- SHORT PROBLEM A
Can you sum up the thread in two sentences?

- SELECTION

# The Engineer's Story thread...



## Supe (Feb 17, 2009)

Rules of the game:

1) Continue the story any way you want

2) Your continuation must be at least 5 words

There was this engineer named...


----------



## TXengrChickPE (Feb 17, 2009)

Tom, who was the greatest


----------



## Capt Worley PE (Feb 17, 2009)

stormwater modeler in the land, but


----------



## Supe (Feb 17, 2009)

when someone in Florida caught wind...


----------



## TXengrChickPE (Feb 17, 2009)

that he was a giant...


----------



## Supe (Feb 17, 2009)

procrastinator, somebody told the management...


----------



## TXengrChickPE (Feb 17, 2009)

and he got his ass banned


----------



## Supe (Feb 17, 2009)

Which was really unfortunate, because...


----------



## TXengrChickPE (Feb 17, 2009)

his message board was the...


----------



## Supe (Feb 17, 2009)

Absolute epitome of all things...


----------



## TXengrChickPE (Feb 17, 2009)

and him's gramer and speling


----------



## Supe (Feb 17, 2009)

Were so abhorrent that even a...


----------



## wilheldp_PE (Feb 17, 2009)

Supe said:


> Were so abhorrent that even a...


abnormally large pygmy marmoset couldn't...


----------



## Supe (Feb 17, 2009)

Touch it with a 40 foot...


----------



## TXengrChickPE (Feb 17, 2009)

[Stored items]
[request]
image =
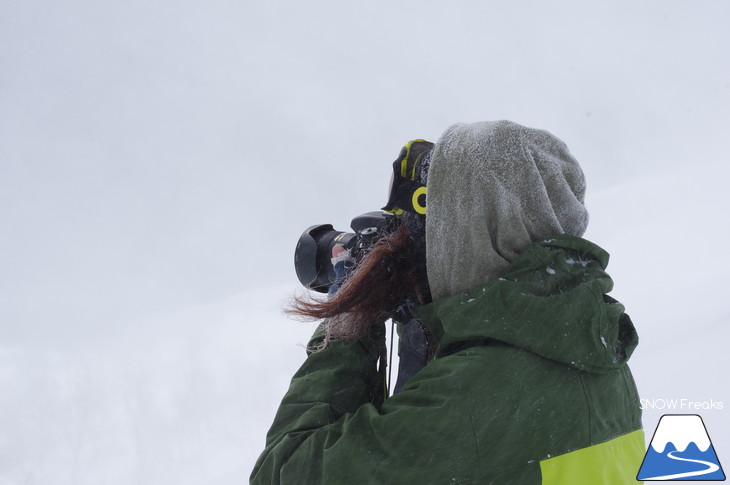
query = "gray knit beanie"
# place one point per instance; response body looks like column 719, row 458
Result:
column 494, row 188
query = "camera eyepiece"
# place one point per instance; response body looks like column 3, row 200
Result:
column 312, row 257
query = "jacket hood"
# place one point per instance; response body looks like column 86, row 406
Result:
column 550, row 301
column 494, row 188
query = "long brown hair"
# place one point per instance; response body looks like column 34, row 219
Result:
column 392, row 273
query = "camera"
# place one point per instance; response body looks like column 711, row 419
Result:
column 313, row 254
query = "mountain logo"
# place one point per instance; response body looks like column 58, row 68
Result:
column 681, row 450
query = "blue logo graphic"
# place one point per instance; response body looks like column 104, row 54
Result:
column 681, row 450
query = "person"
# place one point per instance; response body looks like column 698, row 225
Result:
column 513, row 356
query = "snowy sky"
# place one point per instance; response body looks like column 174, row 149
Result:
column 159, row 156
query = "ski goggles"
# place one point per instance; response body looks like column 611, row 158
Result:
column 407, row 195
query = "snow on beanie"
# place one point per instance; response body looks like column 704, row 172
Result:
column 494, row 188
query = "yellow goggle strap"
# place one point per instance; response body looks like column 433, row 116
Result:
column 406, row 194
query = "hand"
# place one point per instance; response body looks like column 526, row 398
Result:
column 342, row 262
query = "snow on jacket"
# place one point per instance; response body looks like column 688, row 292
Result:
column 529, row 385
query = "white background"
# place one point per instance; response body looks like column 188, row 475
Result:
column 158, row 161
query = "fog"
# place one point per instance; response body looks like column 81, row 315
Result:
column 159, row 161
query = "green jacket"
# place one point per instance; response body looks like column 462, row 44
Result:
column 529, row 385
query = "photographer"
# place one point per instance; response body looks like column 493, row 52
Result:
column 513, row 358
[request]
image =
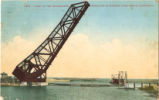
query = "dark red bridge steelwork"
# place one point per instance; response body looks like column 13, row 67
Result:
column 34, row 67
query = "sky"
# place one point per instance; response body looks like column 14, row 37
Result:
column 107, row 39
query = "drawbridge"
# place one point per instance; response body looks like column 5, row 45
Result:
column 33, row 68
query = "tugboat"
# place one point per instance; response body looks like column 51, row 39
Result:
column 120, row 78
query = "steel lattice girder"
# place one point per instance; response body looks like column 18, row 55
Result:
column 34, row 67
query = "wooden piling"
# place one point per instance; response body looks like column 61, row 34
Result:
column 134, row 85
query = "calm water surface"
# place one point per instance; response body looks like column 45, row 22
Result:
column 72, row 93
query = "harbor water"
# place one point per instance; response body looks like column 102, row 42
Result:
column 73, row 93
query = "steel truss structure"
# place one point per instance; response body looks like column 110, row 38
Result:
column 34, row 67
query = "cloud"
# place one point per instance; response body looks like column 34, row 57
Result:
column 80, row 57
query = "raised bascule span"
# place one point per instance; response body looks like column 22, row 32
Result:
column 33, row 68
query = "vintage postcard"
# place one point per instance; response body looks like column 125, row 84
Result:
column 79, row 50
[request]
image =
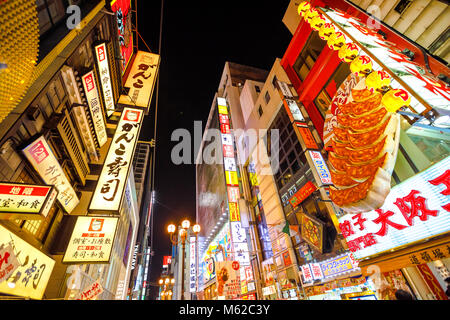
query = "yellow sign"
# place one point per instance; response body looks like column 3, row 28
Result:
column 92, row 240
column 231, row 178
column 31, row 276
column 223, row 109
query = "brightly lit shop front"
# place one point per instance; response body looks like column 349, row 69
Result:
column 384, row 119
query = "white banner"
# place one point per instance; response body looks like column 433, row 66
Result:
column 93, row 99
column 45, row 163
column 111, row 182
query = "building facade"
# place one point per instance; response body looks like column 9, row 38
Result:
column 334, row 53
column 62, row 134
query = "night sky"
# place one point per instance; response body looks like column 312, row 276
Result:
column 198, row 38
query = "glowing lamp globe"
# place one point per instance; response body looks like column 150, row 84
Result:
column 326, row 31
column 185, row 224
column 171, row 228
column 394, row 99
column 196, row 228
column 336, row 40
column 303, row 7
column 348, row 52
column 378, row 80
column 361, row 65
column 317, row 22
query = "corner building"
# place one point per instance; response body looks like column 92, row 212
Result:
column 55, row 138
column 401, row 243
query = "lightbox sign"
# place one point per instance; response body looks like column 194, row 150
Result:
column 105, row 77
column 414, row 210
column 435, row 94
column 45, row 163
column 141, row 80
column 92, row 97
column 321, row 167
column 28, row 277
column 192, row 263
column 111, row 183
column 92, row 240
column 20, row 201
column 122, row 9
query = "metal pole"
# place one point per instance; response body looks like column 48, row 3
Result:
column 183, row 240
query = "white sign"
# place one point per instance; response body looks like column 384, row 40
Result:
column 229, row 164
column 321, row 167
column 45, row 163
column 92, row 291
column 227, row 139
column 284, row 87
column 434, row 93
column 192, row 264
column 105, row 77
column 141, row 80
column 111, row 182
column 90, row 88
column 92, row 240
column 24, row 199
column 30, row 277
column 307, row 273
column 416, row 209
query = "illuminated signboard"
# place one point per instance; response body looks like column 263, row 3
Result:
column 20, row 201
column 141, row 80
column 92, row 97
column 111, row 182
column 30, row 276
column 312, row 231
column 192, row 263
column 429, row 90
column 45, row 163
column 330, row 268
column 92, row 240
column 105, row 77
column 302, row 194
column 321, row 167
column 416, row 209
column 122, row 9
column 307, row 137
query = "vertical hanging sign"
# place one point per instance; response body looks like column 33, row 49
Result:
column 105, row 77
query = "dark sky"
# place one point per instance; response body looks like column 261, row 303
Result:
column 198, row 38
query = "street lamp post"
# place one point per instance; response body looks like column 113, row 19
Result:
column 185, row 224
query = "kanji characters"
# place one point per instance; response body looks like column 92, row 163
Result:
column 417, row 204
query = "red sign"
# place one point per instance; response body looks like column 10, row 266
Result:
column 432, row 282
column 302, row 194
column 228, row 151
column 307, row 137
column 225, row 128
column 167, row 260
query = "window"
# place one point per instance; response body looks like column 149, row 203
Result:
column 267, row 97
column 402, row 5
column 274, row 82
column 323, row 99
column 308, row 56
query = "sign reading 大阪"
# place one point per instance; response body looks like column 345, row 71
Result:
column 112, row 180
column 92, row 240
column 105, row 77
column 141, row 80
column 415, row 209
column 90, row 88
column 45, row 163
column 24, row 270
column 28, row 201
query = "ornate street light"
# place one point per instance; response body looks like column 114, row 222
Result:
column 185, row 224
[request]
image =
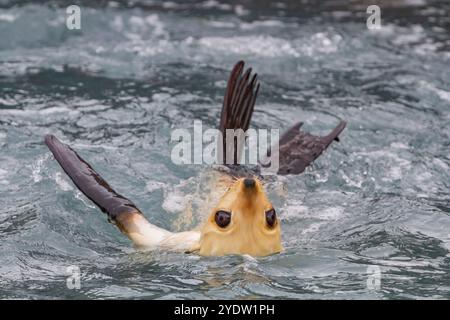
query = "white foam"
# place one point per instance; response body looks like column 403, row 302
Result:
column 3, row 175
column 7, row 17
column 444, row 95
column 265, row 46
column 262, row 23
column 33, row 113
column 154, row 185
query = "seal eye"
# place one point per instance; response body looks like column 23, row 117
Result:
column 223, row 218
column 271, row 217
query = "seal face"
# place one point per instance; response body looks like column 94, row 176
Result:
column 243, row 222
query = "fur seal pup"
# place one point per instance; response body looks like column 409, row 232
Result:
column 243, row 221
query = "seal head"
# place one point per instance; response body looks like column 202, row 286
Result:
column 243, row 222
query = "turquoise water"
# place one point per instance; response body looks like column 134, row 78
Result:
column 115, row 89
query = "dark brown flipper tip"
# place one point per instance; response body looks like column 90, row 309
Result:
column 89, row 182
column 238, row 105
column 299, row 149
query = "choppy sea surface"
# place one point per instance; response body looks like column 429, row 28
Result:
column 377, row 204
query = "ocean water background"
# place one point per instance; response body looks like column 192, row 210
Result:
column 114, row 90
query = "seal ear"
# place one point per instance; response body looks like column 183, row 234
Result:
column 299, row 149
column 120, row 210
column 238, row 105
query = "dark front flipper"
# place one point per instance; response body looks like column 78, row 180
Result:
column 238, row 105
column 299, row 149
column 119, row 209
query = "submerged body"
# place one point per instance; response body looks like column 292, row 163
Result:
column 243, row 220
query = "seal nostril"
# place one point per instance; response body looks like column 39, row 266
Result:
column 249, row 182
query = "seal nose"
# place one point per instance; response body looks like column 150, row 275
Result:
column 249, row 183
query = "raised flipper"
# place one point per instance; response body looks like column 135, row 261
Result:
column 119, row 209
column 238, row 104
column 299, row 149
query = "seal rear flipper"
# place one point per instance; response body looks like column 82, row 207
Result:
column 298, row 149
column 238, row 105
column 120, row 210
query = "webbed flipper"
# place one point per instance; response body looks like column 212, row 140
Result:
column 120, row 210
column 238, row 105
column 298, row 149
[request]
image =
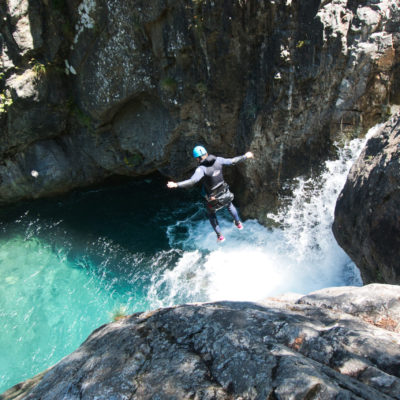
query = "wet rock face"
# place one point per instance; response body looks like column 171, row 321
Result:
column 122, row 89
column 367, row 214
column 334, row 343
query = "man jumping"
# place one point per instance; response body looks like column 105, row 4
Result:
column 216, row 189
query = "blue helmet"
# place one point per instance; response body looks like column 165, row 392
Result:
column 199, row 151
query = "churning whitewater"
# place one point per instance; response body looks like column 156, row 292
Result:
column 71, row 264
column 258, row 262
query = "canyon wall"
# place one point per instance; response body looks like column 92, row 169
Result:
column 98, row 88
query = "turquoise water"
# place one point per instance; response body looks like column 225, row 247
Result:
column 67, row 265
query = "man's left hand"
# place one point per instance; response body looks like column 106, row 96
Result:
column 172, row 185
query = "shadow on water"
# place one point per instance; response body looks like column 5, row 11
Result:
column 133, row 214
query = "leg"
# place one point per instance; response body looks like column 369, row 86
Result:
column 232, row 210
column 212, row 216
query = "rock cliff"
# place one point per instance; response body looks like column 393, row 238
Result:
column 95, row 88
column 334, row 343
column 367, row 214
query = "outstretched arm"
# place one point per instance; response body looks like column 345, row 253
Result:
column 235, row 160
column 198, row 174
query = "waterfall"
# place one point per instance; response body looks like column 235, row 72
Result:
column 69, row 264
column 258, row 262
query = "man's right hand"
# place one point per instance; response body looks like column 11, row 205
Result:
column 172, row 185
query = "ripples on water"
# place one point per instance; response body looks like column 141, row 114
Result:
column 67, row 265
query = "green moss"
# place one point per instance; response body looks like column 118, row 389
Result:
column 118, row 313
column 201, row 87
column 5, row 102
column 38, row 68
column 80, row 116
column 133, row 160
column 169, row 84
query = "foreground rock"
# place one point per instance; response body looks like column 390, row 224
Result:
column 96, row 88
column 338, row 343
column 367, row 215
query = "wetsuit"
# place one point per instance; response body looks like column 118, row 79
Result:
column 211, row 170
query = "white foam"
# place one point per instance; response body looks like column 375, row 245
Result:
column 258, row 262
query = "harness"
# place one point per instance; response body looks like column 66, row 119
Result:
column 223, row 196
column 214, row 184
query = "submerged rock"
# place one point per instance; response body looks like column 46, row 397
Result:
column 367, row 214
column 96, row 88
column 335, row 343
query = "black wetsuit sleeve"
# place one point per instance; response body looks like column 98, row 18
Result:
column 198, row 174
column 231, row 161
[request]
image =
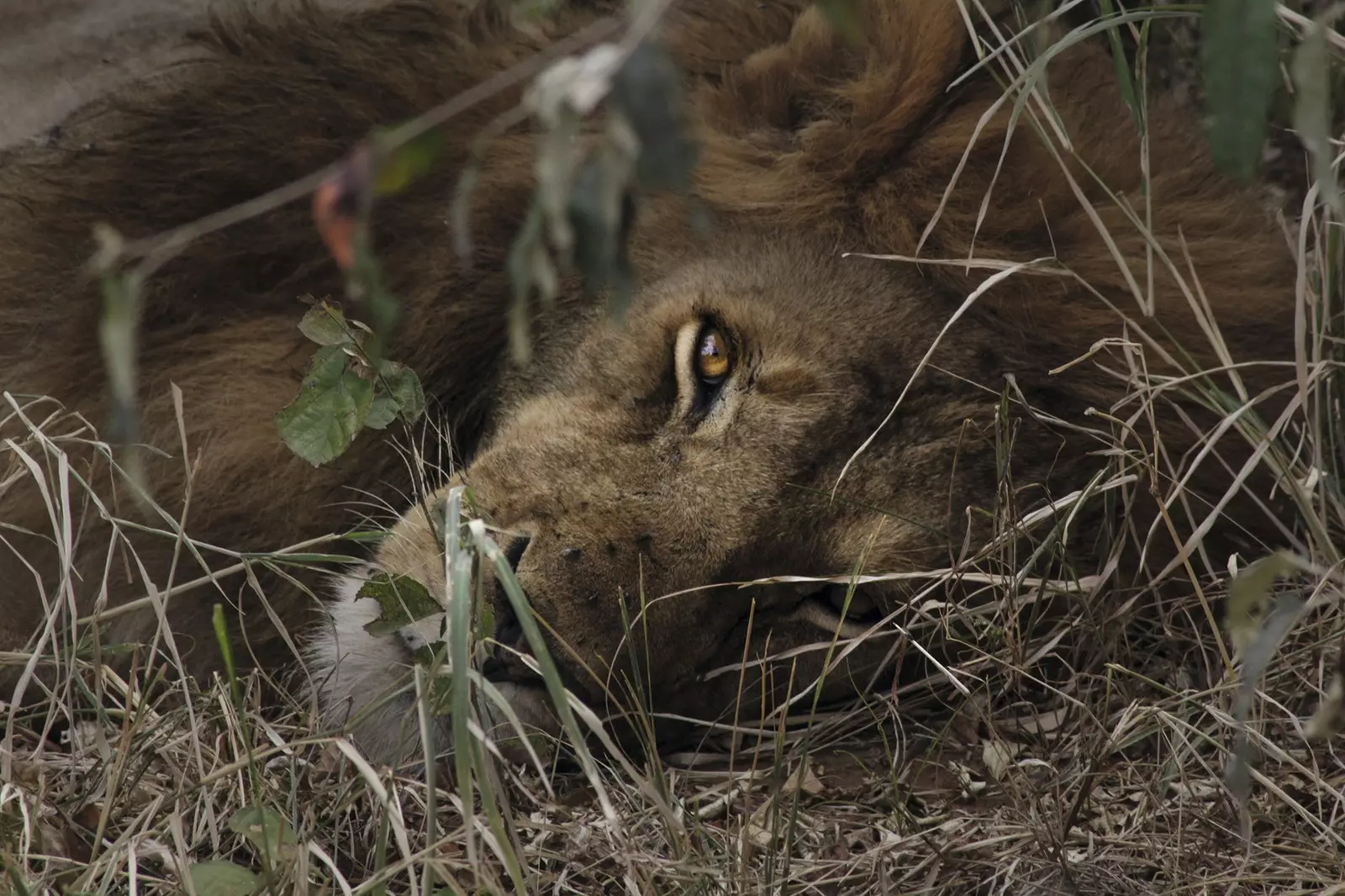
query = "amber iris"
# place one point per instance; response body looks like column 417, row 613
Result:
column 712, row 356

- SHORT PROBLEM B
Will you quote the stored entries word for word, starting at the very beginning of the entries and going on through the line with "column 313, row 254", leaving out the pictures?

- RESPONSE A
Supe opens the thread with two rules, that each continuation may go any way the poster wants and must be at least five words, and starts the story with "There was this engineer named..." Other posters then add short pieces in turn, building a tale about Tom, the greatest stormwater modeler in the land, who gets banned after word of his procrastination reaches management, and whose message board's grammar and spelling were so abhorrent that even an abnormally large pygmy marmoset couldn't touch it.

- RESPONSE B
[request]
image =
query = "gray knit beanie"
# place one point per instance; response body looks like column 719, row 458
Result:
column 494, row 188
query = "camera eyepiece"
# place one point per instance; response body looks like column 3, row 200
Result:
column 312, row 257
query = "jacket hood"
# place one point per instance; response body looks like column 86, row 406
Result:
column 550, row 301
column 494, row 188
query = "long brown hair"
# place one point per instance; response body looks like column 34, row 219
Result:
column 392, row 273
query = "camera"
# place one point per instance; response body looks like column 711, row 419
Result:
column 313, row 254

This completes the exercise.